*WORK INSTRUCTIONS*
The answer must consist of each line below that holds the word "pull", copied as it stands.
--- AVAILABLE DATA Enclosed Below ---
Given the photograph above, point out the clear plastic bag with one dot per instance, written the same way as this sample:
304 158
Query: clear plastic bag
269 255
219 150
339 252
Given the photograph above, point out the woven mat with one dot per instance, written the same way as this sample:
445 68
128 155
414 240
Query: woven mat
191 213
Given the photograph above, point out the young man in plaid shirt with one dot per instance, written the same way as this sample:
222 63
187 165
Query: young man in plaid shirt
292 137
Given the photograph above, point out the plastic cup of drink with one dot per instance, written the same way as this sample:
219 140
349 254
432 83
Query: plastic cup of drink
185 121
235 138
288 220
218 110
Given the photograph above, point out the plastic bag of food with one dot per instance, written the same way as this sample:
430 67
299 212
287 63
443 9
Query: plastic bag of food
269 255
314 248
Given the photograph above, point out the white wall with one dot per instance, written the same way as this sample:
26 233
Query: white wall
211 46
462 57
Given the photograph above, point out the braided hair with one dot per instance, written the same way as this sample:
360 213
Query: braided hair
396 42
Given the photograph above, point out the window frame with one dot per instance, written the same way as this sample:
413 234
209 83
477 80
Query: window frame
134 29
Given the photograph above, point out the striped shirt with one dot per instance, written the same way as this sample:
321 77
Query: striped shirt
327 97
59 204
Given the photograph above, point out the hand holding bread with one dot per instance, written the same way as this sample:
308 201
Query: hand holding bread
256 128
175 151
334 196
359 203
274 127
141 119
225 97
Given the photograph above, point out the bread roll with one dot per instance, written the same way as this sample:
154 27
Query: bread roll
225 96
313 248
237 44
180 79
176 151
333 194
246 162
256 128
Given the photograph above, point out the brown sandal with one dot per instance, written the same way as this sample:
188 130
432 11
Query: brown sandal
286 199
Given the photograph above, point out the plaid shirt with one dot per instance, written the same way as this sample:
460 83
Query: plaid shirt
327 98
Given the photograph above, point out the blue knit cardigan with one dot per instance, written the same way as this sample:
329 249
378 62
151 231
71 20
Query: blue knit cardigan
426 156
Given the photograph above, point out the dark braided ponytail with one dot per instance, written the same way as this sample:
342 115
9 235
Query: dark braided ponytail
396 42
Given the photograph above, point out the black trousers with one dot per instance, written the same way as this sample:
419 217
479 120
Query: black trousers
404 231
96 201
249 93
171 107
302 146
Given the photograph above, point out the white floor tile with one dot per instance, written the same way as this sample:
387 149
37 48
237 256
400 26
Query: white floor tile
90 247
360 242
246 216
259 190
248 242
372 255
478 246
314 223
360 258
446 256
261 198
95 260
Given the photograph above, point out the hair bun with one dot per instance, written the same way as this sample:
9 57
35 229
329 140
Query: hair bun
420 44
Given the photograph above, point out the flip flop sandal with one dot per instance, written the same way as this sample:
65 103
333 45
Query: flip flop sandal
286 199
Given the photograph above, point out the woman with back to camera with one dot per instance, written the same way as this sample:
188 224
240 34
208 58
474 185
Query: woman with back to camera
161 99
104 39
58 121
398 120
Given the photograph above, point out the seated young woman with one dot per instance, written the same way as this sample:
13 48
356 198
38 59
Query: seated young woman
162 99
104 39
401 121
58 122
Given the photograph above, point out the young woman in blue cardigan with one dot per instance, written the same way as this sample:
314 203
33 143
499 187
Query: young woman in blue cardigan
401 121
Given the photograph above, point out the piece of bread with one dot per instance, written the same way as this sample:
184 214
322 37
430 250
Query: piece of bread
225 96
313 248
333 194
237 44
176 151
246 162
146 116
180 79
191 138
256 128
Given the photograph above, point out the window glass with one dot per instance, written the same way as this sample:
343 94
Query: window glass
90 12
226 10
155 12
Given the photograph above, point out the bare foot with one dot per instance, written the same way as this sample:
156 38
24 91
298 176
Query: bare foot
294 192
--- End of Enclosed AVAILABLE DATA ---
--- AVAILABLE DATA Enclosed Below ---
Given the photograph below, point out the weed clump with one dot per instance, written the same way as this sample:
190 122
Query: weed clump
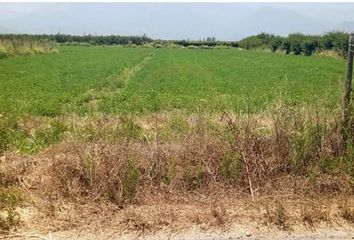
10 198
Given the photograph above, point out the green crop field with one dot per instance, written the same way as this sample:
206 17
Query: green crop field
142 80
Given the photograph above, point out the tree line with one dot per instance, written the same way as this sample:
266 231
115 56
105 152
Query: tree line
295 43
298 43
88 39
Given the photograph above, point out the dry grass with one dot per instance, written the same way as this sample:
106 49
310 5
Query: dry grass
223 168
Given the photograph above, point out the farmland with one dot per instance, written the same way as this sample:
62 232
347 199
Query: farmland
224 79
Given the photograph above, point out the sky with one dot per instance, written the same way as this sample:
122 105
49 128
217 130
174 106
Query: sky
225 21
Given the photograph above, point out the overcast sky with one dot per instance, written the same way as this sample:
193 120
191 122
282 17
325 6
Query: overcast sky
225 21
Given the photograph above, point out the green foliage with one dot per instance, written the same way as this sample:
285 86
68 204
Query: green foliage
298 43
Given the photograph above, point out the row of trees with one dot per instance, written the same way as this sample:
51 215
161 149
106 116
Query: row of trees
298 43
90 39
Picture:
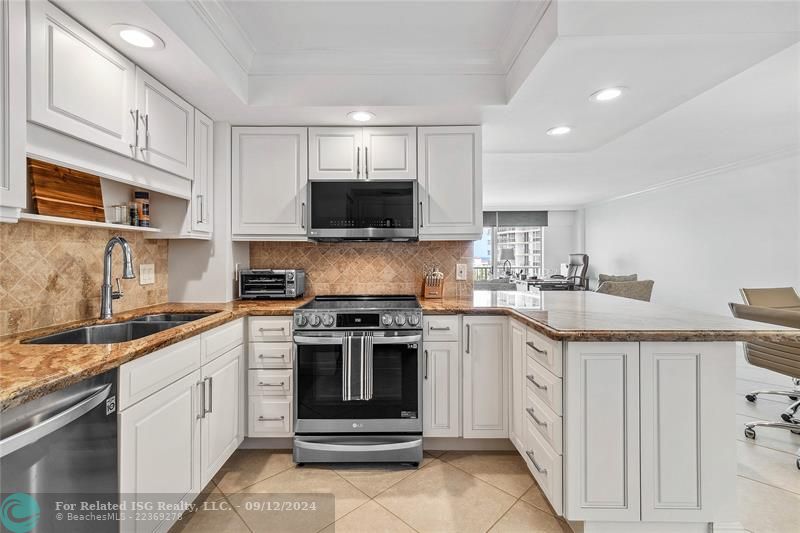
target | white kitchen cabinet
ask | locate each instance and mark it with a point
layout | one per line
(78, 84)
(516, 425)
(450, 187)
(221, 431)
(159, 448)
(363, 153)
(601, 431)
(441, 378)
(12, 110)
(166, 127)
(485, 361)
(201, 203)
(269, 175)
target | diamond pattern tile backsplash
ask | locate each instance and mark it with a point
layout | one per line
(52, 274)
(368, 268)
--- End of Enclosed AVAILABLE DATA ---
--- AVAILABLE DATA Enclosed Below ---
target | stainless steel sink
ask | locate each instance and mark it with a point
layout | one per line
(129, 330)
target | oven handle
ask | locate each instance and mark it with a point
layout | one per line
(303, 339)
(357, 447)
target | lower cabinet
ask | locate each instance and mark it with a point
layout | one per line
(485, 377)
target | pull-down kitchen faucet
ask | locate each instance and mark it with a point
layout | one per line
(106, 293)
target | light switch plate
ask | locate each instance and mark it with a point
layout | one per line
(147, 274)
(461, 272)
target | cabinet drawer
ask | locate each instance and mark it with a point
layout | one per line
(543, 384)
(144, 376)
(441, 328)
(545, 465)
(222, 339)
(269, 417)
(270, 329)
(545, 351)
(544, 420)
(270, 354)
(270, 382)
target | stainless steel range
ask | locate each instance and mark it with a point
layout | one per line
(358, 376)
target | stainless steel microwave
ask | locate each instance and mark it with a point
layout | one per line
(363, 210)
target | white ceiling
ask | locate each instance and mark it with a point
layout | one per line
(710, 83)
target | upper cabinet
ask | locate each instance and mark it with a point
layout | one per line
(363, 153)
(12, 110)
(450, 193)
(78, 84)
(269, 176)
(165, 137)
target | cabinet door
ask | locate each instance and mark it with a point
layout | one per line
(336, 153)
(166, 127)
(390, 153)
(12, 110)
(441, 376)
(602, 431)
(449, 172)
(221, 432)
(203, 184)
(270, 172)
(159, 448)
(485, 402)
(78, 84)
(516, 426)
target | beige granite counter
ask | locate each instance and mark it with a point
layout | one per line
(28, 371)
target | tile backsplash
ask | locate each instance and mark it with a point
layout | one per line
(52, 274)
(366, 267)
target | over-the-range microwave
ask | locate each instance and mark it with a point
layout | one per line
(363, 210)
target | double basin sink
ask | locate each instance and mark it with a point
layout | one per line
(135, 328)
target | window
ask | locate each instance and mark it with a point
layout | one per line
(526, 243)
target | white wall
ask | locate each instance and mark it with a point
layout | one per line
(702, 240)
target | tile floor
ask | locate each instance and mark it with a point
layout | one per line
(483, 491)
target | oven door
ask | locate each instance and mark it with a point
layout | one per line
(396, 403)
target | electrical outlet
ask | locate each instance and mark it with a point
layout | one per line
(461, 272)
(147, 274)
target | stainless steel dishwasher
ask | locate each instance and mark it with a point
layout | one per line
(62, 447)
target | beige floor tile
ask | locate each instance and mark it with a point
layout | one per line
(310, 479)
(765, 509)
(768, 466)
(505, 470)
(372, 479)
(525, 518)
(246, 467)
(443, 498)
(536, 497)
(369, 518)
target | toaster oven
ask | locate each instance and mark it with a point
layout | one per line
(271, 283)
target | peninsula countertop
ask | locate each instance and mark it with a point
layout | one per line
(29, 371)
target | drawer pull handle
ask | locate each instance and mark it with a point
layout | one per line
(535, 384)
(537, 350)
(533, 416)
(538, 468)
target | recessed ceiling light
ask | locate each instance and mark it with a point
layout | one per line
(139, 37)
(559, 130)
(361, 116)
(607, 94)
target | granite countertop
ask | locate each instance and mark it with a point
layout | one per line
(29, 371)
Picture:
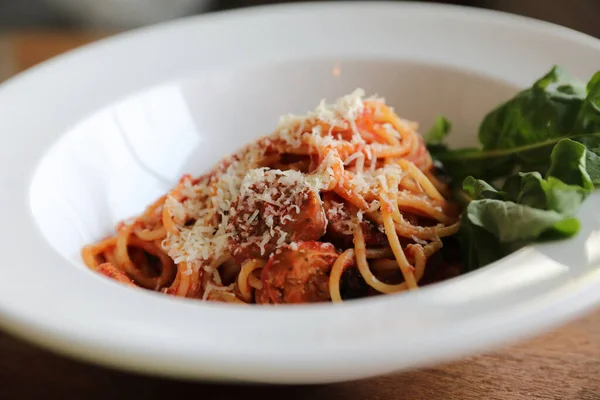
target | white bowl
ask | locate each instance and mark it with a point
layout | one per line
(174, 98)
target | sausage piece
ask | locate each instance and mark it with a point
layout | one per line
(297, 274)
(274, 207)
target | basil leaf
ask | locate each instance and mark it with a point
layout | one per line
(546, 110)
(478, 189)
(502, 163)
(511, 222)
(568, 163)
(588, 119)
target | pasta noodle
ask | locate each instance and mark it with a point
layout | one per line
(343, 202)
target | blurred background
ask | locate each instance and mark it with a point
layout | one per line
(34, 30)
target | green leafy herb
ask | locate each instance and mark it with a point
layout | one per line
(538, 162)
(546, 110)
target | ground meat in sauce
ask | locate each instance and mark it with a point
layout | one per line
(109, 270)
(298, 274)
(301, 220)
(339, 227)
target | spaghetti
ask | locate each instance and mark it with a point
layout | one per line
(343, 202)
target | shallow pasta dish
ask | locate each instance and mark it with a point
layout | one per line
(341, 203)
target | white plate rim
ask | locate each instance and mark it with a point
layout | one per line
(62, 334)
--- End of Enclosed AVAILABLE DATA ---
*ANSWER BOX*
target | pull-down kitchen faucet
target | drawer pull handle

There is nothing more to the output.